### YOUR GOAL:
Count how many lines in the records below contain the word "smoke". Reply with the number alone.

.....

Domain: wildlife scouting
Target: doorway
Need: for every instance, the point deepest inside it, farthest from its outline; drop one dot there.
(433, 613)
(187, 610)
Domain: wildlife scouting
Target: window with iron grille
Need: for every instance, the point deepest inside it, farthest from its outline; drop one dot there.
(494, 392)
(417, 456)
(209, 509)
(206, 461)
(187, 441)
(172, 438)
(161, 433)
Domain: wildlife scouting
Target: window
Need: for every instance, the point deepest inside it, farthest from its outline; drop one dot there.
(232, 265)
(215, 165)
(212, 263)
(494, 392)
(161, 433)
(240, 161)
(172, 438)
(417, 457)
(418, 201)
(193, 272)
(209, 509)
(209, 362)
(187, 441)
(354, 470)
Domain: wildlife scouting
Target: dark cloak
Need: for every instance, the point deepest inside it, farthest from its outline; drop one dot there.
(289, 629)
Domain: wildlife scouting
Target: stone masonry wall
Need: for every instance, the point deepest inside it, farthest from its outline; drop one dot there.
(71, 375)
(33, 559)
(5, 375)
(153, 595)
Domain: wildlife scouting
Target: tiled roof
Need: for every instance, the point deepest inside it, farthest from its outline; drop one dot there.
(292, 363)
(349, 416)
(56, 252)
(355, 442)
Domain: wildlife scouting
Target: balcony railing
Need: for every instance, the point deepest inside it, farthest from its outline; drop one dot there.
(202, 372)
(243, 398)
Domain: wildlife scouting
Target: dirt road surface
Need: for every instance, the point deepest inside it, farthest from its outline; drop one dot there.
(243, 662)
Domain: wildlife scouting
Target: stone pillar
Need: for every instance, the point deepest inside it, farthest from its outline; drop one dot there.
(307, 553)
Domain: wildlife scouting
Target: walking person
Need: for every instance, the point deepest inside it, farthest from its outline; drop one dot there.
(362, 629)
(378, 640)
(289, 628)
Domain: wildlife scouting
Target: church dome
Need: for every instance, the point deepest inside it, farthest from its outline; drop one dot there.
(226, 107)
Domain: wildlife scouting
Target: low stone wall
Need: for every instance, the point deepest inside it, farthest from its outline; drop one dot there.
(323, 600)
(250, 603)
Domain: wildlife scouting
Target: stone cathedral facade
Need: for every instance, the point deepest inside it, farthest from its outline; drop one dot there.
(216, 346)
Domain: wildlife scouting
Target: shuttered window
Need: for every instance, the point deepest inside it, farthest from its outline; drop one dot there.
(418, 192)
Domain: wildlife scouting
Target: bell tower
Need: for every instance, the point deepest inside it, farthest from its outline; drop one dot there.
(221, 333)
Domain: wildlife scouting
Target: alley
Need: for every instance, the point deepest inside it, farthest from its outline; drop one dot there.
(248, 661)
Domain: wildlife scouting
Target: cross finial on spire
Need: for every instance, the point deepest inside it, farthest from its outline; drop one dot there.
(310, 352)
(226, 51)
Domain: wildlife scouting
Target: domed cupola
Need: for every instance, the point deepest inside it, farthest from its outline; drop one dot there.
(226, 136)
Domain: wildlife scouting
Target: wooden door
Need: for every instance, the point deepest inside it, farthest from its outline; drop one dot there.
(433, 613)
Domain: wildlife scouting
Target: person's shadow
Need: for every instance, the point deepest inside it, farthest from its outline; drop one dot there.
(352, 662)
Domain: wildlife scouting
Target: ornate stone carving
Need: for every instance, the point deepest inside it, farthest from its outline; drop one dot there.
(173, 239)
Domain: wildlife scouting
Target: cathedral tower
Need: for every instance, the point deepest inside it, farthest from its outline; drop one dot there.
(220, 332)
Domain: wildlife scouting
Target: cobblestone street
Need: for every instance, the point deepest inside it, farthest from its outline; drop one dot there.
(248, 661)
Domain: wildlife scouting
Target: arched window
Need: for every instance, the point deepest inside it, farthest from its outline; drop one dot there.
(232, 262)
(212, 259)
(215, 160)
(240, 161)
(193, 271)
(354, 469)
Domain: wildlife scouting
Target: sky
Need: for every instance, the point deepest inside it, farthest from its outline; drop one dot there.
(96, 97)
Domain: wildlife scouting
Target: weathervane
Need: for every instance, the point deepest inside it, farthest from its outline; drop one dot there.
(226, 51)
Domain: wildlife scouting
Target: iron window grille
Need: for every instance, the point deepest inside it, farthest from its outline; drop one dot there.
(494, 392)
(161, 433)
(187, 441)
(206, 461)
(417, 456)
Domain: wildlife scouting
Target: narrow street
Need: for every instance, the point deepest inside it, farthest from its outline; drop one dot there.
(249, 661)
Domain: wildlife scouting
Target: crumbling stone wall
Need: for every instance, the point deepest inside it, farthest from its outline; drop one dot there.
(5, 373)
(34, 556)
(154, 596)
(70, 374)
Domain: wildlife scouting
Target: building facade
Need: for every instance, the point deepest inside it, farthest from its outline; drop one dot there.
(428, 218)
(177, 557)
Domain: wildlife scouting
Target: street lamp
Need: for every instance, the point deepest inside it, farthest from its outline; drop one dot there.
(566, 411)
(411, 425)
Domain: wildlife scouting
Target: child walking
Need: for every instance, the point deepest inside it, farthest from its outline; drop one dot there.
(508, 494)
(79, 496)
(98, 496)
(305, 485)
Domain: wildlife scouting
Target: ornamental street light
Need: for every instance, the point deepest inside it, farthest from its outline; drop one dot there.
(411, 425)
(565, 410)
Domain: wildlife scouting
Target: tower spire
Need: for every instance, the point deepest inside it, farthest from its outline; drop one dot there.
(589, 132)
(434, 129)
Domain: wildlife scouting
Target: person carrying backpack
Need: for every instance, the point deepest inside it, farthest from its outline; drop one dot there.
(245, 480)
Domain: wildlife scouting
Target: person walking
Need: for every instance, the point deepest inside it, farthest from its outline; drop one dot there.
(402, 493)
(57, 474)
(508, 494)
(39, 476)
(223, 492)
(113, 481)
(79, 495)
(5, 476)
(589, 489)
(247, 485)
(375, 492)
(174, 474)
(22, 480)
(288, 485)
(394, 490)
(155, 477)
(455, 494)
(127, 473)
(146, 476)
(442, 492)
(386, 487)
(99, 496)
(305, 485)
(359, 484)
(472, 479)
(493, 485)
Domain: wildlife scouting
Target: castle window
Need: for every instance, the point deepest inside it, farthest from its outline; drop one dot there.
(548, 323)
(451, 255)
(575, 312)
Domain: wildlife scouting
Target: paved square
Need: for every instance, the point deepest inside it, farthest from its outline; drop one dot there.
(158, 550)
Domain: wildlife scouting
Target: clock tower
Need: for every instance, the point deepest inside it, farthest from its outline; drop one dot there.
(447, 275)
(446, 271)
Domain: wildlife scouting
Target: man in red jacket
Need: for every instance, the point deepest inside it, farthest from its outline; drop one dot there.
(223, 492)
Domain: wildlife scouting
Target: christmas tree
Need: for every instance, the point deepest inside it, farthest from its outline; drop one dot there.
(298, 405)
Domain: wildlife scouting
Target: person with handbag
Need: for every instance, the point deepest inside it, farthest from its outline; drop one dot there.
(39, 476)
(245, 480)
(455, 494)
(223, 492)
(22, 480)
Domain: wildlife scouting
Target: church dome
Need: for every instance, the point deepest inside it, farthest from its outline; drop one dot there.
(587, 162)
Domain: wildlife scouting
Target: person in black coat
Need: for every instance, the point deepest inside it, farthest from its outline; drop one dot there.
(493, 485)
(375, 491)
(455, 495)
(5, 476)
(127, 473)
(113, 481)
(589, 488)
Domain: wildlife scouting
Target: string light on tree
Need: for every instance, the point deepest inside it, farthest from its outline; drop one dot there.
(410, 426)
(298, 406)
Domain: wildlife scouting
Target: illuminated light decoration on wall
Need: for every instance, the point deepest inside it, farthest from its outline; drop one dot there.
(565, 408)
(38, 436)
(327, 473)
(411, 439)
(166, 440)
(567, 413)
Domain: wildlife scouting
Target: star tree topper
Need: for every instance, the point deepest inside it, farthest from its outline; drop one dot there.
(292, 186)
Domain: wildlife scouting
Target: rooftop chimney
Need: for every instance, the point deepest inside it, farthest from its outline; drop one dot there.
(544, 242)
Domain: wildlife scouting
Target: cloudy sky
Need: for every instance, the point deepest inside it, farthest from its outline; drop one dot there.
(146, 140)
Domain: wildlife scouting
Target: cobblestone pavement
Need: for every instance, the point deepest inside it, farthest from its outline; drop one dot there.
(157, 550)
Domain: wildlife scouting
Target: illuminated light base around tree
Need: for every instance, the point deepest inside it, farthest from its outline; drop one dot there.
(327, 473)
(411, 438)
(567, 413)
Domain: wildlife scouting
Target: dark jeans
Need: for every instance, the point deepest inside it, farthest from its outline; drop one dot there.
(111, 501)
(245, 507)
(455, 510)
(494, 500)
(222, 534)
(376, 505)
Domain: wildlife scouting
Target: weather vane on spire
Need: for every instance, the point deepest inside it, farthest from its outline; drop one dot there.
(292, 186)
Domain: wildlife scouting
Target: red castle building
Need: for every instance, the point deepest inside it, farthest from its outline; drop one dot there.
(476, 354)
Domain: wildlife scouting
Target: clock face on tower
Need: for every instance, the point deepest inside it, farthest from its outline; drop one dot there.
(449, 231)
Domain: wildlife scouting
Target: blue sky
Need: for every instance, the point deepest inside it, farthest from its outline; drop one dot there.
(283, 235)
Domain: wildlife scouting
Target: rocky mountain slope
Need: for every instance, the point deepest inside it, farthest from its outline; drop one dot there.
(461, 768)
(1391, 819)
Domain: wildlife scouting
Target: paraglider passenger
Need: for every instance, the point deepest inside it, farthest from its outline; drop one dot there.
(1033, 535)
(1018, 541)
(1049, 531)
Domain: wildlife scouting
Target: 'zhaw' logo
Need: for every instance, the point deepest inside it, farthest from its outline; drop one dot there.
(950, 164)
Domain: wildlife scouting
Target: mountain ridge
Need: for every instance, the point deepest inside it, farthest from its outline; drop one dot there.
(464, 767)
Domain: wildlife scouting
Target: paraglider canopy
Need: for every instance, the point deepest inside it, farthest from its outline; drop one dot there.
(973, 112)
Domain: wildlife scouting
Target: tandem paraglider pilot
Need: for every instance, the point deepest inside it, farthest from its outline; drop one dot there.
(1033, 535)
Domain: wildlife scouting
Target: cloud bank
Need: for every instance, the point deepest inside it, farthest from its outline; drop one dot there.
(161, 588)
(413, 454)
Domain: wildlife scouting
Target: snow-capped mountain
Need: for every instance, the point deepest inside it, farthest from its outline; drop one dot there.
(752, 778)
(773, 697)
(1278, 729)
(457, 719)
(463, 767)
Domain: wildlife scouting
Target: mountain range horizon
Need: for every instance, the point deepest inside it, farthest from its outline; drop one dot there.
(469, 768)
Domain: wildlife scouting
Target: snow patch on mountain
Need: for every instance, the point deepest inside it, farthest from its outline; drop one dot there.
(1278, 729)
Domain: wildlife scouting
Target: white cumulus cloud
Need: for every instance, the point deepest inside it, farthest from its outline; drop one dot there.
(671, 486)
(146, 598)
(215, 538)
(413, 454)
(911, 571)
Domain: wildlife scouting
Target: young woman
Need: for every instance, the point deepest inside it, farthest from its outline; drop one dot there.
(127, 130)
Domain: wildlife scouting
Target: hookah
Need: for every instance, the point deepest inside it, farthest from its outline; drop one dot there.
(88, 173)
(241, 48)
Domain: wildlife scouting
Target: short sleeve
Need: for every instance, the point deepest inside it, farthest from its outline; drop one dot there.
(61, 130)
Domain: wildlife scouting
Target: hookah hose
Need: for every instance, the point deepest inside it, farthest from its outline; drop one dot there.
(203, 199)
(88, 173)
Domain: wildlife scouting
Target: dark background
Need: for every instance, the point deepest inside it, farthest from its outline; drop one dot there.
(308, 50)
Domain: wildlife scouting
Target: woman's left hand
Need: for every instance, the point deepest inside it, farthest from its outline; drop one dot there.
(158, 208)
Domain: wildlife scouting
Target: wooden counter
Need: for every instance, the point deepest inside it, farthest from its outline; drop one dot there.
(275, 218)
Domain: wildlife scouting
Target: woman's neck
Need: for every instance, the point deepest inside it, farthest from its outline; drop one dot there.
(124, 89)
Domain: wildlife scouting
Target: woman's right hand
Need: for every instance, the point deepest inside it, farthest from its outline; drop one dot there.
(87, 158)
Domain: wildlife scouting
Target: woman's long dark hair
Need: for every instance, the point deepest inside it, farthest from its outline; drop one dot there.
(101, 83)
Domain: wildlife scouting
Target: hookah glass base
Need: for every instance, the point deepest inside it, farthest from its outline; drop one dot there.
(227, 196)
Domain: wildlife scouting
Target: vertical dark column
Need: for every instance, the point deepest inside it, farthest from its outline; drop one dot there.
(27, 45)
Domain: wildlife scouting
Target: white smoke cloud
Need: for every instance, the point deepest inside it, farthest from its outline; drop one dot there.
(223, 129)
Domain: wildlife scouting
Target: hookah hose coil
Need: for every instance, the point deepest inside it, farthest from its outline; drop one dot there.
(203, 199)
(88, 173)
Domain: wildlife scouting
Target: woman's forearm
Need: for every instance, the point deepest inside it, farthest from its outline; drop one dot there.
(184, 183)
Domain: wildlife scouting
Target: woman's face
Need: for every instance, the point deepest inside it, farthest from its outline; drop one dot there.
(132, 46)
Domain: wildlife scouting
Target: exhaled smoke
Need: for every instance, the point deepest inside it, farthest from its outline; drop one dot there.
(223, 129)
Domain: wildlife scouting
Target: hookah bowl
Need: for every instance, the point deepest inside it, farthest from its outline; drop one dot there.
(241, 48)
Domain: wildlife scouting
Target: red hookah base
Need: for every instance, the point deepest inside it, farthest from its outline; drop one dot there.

.....

### RESULT FOR THIS TASK:
2